▶ [Set exercise] Rewrite the listing below as a Markdown table with the columns "Row" and "Text", one numbered row per line and no rows for blank lines.

▶ [Dataset content]

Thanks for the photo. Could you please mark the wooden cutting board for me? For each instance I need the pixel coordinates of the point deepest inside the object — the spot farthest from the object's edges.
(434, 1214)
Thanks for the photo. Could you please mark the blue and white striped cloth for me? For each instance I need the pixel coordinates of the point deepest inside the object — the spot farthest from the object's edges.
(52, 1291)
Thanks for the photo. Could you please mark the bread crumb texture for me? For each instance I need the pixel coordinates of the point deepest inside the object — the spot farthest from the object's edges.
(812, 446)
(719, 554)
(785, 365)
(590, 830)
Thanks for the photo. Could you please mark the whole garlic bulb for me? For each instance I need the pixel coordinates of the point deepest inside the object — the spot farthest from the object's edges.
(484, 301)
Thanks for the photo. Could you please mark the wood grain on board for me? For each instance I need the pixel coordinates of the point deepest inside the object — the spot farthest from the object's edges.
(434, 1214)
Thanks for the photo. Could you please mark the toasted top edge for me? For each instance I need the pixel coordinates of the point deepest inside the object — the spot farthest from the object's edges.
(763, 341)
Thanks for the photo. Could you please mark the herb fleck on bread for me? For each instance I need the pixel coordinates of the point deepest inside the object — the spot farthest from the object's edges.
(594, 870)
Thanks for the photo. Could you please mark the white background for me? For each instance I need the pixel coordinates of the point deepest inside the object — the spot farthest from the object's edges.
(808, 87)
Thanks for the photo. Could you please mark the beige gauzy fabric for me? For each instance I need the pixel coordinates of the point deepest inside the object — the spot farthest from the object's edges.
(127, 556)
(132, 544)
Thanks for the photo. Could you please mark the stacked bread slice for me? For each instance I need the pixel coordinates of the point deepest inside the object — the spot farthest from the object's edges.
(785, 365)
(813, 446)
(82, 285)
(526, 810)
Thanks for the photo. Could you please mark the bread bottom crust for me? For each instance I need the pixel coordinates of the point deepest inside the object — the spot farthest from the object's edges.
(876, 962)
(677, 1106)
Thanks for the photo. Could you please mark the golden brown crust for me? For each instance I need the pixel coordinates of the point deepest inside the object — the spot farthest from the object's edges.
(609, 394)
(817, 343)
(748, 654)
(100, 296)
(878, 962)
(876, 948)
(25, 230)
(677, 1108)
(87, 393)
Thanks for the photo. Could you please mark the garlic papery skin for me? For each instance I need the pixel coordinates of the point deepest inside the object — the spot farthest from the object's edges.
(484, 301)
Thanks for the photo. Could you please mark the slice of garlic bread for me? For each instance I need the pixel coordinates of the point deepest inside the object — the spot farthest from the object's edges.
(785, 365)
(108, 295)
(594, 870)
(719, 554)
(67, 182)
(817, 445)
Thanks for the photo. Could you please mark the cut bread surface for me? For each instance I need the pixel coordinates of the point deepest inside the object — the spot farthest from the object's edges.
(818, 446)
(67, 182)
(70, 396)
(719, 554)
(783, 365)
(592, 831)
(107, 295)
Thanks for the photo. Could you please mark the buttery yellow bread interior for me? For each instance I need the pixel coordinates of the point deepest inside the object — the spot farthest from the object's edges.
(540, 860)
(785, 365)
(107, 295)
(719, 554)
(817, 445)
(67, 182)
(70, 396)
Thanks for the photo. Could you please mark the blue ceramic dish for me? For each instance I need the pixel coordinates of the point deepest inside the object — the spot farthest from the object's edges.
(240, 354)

▶ [Result]
| Row | Text |
|---|---|
| 1 | Thanks for the photo. Could you please mark the wooden cutting board for me? For each instance I need the pixel coordinates of the point deepest inside the object — the spot farthest from the object's edges. |
| 2 | (434, 1214) |
| 3 | Thanks for the photo. Could you please mark the blue and white striped cloth for me? For each instance I need the pixel coordinates of the point deepest inside the object — the spot farthest from the object's edges. |
| 4 | (52, 1291) |
| 5 | Thanks for the photo. Could you please mark the bread crumb texture for me? For each instance I need the pixel coordinates of the point deepest inside the object — the spot farthest from the object's edges. |
| 6 | (812, 446) |
| 7 | (719, 554) |
| 8 | (785, 365) |
| 9 | (590, 830) |
| 10 | Thanks for the photo. Could you please mark the whole garlic bulb for me? For each instance I need the pixel coordinates of the point deepest inside the object — the spot farthest from the object's edges. |
| 11 | (484, 301) |
| 12 | Thanks for the photo. Could you please mark the wood grain on board for me? For each instance I need the pixel coordinates of the point deepest inside the object — the spot farthest from the object's edges. |
| 13 | (434, 1214) |
| 14 | Thanks for the photo. Could you please mark the toasted top edge for me? For each instance I need the pixel coordinates of the point deepest inside the object — the spot farthest from the object's edges. |
| 15 | (763, 341) |
| 16 | Thanks for the photo. Could you please mark the herb fleck on bread for me? For each instance I need the pixel coordinates of the point deepest inside the object — the spot farthest from the object's edges. |
| 17 | (594, 870) |
| 18 | Thanks for the photo. Could you please mark the white background for me? For each instance I need the pixel coordinates of the point deepest inside the object — the spot farthest from the object's edges. |
| 19 | (808, 87) |
| 20 | Thanks for the photo. Could you please mark the beige gauzy fabric for me? For each instance I need the pixel coordinates of the point deepest inside the object — the spot farthest from the object's edges. |
| 21 | (127, 556) |
| 22 | (132, 544) |
| 23 | Thanks for the photo. Could you please mark the stacked bread slice for me? For each instance I need the pixel coordinates of the point deepest inside the object — the spot farthest from the object's edges. |
| 24 | (785, 365) |
| 25 | (813, 446) |
| 26 | (82, 285) |
| 27 | (526, 810) |
| 28 | Thanks for the photo. Could you please mark the bread bottom crust for me? For each instance I need the pixel coordinates of the point deepest inside the object — the spot farthest from the object's edges. |
| 29 | (876, 962) |
| 30 | (677, 1106) |
| 31 | Thanks for the photo. Could you please mark the golden brown crust for me? For each instance I need the pixel coordinates of the point deepest inside the object — the spot farthest from the object's edges. |
| 32 | (609, 394) |
| 33 | (817, 343) |
| 34 | (748, 654) |
| 35 | (100, 296) |
| 36 | (878, 962) |
| 37 | (876, 948) |
| 38 | (25, 230) |
| 39 | (677, 1108) |
| 40 | (87, 393) |
| 41 | Thanks for the photo. Could you please mark the garlic papery skin for me? For each instance I need the pixel coordinates of the point deepest inside the object — the spot farthest from the object's edges. |
| 42 | (484, 301) |
| 43 | Thanks for the photo. Could you please mark the slice of garlic bread for me? For each instance I need the pixel coordinates of the point deepest inside the object — the spot farthest from the object's edges. |
| 44 | (785, 365) |
| 45 | (108, 295) |
| 46 | (594, 870) |
| 47 | (719, 554) |
| 48 | (67, 182) |
| 49 | (817, 445) |
| 50 | Thanks for the photo. Could you please mark the cut bread surface for me? For each instance I need the pixel coordinates of the point deepest inside the object — the spot farthest from the object's edges. |
| 51 | (818, 446) |
| 52 | (67, 182) |
| 53 | (70, 396) |
| 54 | (719, 554) |
| 55 | (783, 365) |
| 56 | (592, 831) |
| 57 | (107, 295) |
| 58 | Thanks for the photo. Could you please mark the buttery yellow bread interior for me? For each instance I need the pixel coordinates of the point deepest inside the object — the spot farthest from the object's edges. |
| 59 | (540, 860) |
| 60 | (785, 365) |
| 61 | (107, 295) |
| 62 | (719, 554) |
| 63 | (817, 445) |
| 64 | (67, 182) |
| 65 | (70, 396) |
| 66 | Thanks for the photo. Could you please mark the blue ceramic dish for me? For each instance I need the pixel coordinates of the point deepest inside the object — the spot farthest from the object's edges. |
| 67 | (240, 354) |